-- SOURCE --
The only option therefore is privatisation, by one of two routes. The first is to hand the management of yet more prisons over lock, stock and barrel to private security companies, where they can exploit their captive workforces (See ‘Selling off the punishment machinery’ FRFI 226). The other option is to invite outside companies to provide training and employment in workshops fitted out (or even built) at their own expense within existing prisons: the carrot being that they get incredibly cheap, or even free labour, and can cherry-pick the most compliant workers to employ in their companies post-release.

This is the model that Ken Clarke (alongside supposed prisoners’ advocates such as the Prison Reform Trust) was proposing when he appeared at the recently opened Timpson training workshop and effectively pleaded with the private sector to help the government out of its dilemma. And Timpson was a perfect example to choose: 5% of their 4,000+ workforce are ex-prisoners; they already operate workshops in HMP Liverpool and HMP Wandsworth and the new workshop follows that pattern – training 12 prisoners at a time in shoe repair, watch-mending and dry-cleaning tasks, with the best creamed off to work for the company post-release.

And this is the model that Clarke’s once lofty ambitions have been reduced to – begging companies like Marks & Spencer and Virgin to help him out. However, it has already proved to be a successful model for some companies. Speedy Hire, for example, operates from four prisons in England and Scotland, training 200 prisoners to repair plant hire equipment; this has allowed the company to close 37 depots with the loss of 300 jobs whilst maintain its profit margins and shareholder dividends during the current recession. In the private prison sector Summit Media has been even more successful, creating an international e-commerce empire on the back of training prisoners in its media suite at HMP Wolds.

(Recorded data)
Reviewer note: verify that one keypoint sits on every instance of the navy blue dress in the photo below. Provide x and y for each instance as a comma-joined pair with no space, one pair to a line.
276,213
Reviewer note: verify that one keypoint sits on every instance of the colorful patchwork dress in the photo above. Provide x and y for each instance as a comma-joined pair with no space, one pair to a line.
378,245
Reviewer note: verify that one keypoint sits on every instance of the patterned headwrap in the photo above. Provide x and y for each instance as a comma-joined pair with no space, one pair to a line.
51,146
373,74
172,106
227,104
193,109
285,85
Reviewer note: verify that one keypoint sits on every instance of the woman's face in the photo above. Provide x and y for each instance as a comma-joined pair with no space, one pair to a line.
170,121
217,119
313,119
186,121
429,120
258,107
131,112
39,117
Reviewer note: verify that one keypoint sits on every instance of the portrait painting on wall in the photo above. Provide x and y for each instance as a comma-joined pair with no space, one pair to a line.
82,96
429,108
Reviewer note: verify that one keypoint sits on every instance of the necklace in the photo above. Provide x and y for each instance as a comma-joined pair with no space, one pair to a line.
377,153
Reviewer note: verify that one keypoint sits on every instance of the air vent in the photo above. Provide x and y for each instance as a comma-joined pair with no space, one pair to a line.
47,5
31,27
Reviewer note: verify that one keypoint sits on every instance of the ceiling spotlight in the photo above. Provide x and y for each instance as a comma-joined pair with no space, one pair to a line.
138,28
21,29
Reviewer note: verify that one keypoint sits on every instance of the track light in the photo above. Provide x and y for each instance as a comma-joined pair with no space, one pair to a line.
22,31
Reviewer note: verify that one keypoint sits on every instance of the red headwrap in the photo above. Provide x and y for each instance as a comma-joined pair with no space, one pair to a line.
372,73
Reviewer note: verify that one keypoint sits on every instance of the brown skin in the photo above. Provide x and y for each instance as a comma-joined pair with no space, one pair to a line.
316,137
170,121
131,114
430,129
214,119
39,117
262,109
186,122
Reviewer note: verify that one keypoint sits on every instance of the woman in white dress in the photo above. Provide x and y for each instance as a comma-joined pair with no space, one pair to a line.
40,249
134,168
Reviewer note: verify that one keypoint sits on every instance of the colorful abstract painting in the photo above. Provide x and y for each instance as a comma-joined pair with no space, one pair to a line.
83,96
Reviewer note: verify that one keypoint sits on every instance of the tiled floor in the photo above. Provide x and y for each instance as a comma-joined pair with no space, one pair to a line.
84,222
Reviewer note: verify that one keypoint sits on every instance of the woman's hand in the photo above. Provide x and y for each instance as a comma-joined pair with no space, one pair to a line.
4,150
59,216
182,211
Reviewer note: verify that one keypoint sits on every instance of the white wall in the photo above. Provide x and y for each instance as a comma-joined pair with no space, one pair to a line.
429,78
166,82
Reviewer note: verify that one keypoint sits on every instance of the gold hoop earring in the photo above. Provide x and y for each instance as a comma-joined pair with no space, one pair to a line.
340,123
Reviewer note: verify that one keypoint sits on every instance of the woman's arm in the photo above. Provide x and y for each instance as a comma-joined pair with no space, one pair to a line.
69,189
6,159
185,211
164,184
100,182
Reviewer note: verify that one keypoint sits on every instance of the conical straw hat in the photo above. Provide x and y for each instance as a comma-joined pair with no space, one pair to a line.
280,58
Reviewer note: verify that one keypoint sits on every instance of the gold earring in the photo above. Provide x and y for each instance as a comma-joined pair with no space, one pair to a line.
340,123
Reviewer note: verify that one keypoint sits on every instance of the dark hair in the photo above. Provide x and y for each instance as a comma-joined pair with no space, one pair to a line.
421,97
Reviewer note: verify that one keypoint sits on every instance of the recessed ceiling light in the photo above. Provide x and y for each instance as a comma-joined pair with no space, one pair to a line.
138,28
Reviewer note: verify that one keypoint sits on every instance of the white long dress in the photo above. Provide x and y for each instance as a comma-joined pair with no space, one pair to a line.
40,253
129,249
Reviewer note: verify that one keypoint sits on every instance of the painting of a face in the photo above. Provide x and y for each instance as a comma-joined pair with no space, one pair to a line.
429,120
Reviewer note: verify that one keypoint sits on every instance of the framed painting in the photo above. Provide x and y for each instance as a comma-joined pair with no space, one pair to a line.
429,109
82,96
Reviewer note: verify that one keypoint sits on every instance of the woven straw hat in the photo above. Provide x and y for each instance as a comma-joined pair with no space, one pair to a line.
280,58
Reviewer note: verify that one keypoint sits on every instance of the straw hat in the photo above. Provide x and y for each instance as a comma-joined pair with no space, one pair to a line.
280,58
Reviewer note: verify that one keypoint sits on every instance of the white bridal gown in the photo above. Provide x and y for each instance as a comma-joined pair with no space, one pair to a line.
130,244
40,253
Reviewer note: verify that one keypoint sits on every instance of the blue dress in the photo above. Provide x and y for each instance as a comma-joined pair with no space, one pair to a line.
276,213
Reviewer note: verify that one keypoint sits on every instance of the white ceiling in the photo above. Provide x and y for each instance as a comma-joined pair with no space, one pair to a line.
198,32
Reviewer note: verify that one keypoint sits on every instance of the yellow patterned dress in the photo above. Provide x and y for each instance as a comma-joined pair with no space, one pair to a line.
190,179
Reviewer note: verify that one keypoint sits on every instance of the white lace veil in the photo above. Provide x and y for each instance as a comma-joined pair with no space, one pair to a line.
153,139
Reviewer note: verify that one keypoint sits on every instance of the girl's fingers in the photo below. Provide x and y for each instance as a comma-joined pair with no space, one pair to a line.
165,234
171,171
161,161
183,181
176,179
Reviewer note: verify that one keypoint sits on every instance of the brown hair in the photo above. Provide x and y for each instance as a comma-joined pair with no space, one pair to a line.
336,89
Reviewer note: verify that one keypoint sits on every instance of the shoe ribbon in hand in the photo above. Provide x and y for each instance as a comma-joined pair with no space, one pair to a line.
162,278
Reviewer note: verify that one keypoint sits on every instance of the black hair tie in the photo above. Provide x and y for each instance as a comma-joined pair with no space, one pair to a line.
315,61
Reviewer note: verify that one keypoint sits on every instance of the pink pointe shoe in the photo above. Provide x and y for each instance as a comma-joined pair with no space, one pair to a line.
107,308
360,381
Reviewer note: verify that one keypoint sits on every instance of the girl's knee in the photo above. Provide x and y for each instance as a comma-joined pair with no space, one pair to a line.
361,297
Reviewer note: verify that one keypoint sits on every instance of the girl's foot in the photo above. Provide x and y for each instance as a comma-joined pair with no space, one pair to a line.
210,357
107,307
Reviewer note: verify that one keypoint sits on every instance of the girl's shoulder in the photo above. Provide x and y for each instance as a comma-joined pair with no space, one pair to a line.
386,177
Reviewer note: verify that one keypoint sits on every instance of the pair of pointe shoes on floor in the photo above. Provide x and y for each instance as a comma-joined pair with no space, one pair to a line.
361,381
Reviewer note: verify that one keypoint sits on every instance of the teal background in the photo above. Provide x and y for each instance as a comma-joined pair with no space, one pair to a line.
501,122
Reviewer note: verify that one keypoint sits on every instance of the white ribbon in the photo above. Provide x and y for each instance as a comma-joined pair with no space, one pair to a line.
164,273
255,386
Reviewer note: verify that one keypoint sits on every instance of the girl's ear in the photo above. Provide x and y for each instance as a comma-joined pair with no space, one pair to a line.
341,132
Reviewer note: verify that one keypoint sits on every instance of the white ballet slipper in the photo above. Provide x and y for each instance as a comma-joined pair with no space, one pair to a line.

-- PROMPT --
Reproduce the entire passage on prison privatization above, word for word.

-- COMPLETE RESPONSE --
The only option therefore is privatisation, by one of two routes. The first is to hand the management of yet more prisons over lock, stock and barrel to private security companies, where they can exploit their captive workforces (See ‘Selling off the punishment machinery’ FRFI 226). The other option is to invite outside companies to provide training and employment in workshops fitted out (or even built) at their own expense within existing prisons: the carrot being that they get incredibly cheap, or even free labour, and can cherry-pick the most compliant workers to employ in their companies post-release.

This is the model that Ken Clarke (alongside supposed prisoners’ advocates such as the Prison Reform Trust) was proposing when he appeared at the recently opened Timpson training workshop and effectively pleaded with the private sector to help the government out of its dilemma. And Timpson was a perfect example to choose: 5% of their 4,000+ workforce are ex-prisoners; they already operate workshops in HMP Liverpool and HMP Wandsworth and the new workshop follows that pattern – training 12 prisoners at a time in shoe repair, watch-mending and dry-cleaning tasks, with the best creamed off to work for the company post-release.

And this is the model that Clarke’s once lofty ambitions have been reduced to – begging companies like Marks & Spencer and Virgin to help him out. However, it has already proved to be a successful model for some companies. Speedy Hire, for example, operates from four prisons in England and Scotland, training 200 prisoners to repair plant hire equipment; this has allowed the company to close 37 depots with the loss of 300 jobs whilst maintain its profit margins and shareholder dividends during the current recession. In the private prison sector Summit Media has been even more successful, creating an international e-commerce empire on the back of training prisoners in its media suite at HMP Wolds.